▶ [Instructions to follow]: Beneath this line are the data; copy exactly the part of them that opens with the line containing "the apron strap" and closes with the line containing "the man's hand", and only that part.

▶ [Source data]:
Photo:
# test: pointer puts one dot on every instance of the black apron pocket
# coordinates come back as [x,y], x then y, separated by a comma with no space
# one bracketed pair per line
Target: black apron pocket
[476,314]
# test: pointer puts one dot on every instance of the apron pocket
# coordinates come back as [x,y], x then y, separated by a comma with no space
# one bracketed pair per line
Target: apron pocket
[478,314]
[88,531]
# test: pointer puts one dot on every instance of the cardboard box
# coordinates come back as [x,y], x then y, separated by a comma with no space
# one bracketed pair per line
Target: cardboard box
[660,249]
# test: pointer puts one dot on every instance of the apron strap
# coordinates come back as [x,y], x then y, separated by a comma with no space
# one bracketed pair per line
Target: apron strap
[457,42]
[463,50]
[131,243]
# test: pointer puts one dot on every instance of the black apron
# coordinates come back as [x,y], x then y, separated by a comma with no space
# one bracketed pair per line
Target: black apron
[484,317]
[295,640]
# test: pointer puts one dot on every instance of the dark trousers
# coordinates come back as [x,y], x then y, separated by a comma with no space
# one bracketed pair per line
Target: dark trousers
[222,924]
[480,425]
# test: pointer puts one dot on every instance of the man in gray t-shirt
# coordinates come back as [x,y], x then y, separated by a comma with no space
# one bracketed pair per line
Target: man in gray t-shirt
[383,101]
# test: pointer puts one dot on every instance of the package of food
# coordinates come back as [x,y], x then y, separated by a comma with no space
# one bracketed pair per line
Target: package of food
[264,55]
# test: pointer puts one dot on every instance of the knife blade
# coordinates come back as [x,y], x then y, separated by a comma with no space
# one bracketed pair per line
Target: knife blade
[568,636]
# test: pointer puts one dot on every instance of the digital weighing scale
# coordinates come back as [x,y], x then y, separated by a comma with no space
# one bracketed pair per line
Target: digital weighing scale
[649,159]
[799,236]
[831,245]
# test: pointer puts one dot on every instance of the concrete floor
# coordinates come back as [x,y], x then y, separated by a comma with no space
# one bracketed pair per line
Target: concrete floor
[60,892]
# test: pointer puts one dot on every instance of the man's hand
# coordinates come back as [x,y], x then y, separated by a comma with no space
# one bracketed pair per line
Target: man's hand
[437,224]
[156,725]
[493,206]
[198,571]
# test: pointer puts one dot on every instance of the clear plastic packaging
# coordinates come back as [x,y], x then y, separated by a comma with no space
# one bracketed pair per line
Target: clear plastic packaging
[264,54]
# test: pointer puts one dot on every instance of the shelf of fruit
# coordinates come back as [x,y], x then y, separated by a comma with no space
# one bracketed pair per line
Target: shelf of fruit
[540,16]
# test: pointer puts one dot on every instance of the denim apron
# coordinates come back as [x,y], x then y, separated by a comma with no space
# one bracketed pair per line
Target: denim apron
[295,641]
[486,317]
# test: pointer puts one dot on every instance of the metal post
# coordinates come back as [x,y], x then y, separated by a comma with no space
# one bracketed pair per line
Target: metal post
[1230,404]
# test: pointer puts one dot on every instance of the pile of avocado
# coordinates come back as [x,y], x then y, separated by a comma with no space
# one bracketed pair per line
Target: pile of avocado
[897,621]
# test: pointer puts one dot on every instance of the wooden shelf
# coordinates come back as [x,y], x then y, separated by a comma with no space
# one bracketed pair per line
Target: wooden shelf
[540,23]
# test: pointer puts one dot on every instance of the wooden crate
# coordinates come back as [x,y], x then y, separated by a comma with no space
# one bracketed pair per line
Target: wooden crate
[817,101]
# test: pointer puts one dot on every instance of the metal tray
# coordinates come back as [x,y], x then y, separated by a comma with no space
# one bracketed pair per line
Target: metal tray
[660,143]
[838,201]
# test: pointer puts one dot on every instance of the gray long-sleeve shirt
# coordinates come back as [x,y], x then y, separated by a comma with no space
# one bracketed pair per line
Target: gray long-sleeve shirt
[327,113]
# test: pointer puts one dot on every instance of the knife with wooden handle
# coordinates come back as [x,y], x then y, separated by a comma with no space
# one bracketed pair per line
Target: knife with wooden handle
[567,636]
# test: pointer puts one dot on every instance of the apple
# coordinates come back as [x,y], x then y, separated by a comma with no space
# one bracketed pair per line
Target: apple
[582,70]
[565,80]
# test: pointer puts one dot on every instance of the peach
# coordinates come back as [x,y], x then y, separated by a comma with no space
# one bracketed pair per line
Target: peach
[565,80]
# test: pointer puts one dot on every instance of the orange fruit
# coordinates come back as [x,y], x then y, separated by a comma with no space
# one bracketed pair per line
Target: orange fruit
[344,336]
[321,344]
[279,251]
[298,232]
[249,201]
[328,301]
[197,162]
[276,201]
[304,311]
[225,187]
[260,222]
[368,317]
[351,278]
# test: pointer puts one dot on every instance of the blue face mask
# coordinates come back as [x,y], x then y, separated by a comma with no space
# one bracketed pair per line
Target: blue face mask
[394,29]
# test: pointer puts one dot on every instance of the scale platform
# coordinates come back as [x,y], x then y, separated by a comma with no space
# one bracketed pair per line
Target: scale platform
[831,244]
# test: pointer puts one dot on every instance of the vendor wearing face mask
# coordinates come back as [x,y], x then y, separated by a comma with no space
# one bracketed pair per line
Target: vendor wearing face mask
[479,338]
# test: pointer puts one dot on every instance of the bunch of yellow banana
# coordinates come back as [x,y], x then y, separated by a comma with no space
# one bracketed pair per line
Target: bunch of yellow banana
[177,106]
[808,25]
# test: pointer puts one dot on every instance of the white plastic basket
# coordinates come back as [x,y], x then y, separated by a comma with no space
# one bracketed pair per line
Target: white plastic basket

▶ [Answer for the task]:
# test: pointer puts one dot on every instance of the apron strap
# coordinates come back as [x,y], x then y, separated by a comma with no space
# one bracketed pair per line
Target: apron strap
[457,42]
[463,50]
[131,243]
# test: pointer puts one dot on every instance of the black apron
# coordinates come back as [x,y], x then y, separated by a comma with no space
# one bracketed pair per line
Target: black apron
[484,317]
[295,640]
# test: pointer puts one dot on every instance of the dark trousers
# coordinates come back as [x,y], x then y, separated by a comma with no space
# one bracketed pair per line
Target: dark trousers
[222,924]
[480,425]
# test: pointer puts one dot on every instance of the man in gray t-shirt
# coordinates come back as [x,y], x then y, separated by a comma with no space
# one bracketed pair per line
Target: man in gray t-shirt
[383,101]
# test: pointer puts one dot on every instance of the package of food
# coordinates come back as [x,y], x then y, separated by a comma with no space
# one bracketed pair per line
Target: package of food
[264,55]
# test: pointer puts one dot on every instance of the knife blade
# coordinates come back as [x,y], x then y, separated by a comma with no space
# one bracketed pair per line
Target: knife blade
[568,636]
# test: pointer puts one dot on every instance of the digital weighing scale
# coordinates come back as [x,y], x then y, separated by a comma with no space
# one bracketed pair per line
Target: digital weighing scale
[649,159]
[799,236]
[831,245]
# test: pointer puts one dot on every instance of the concrete floor
# coordinates come back as [x,y], x then y, separated by a comma with no space
# one bracketed pair per line
Target: concrete floor
[60,892]
# test: pointer puts one dot on every instance of the man's hand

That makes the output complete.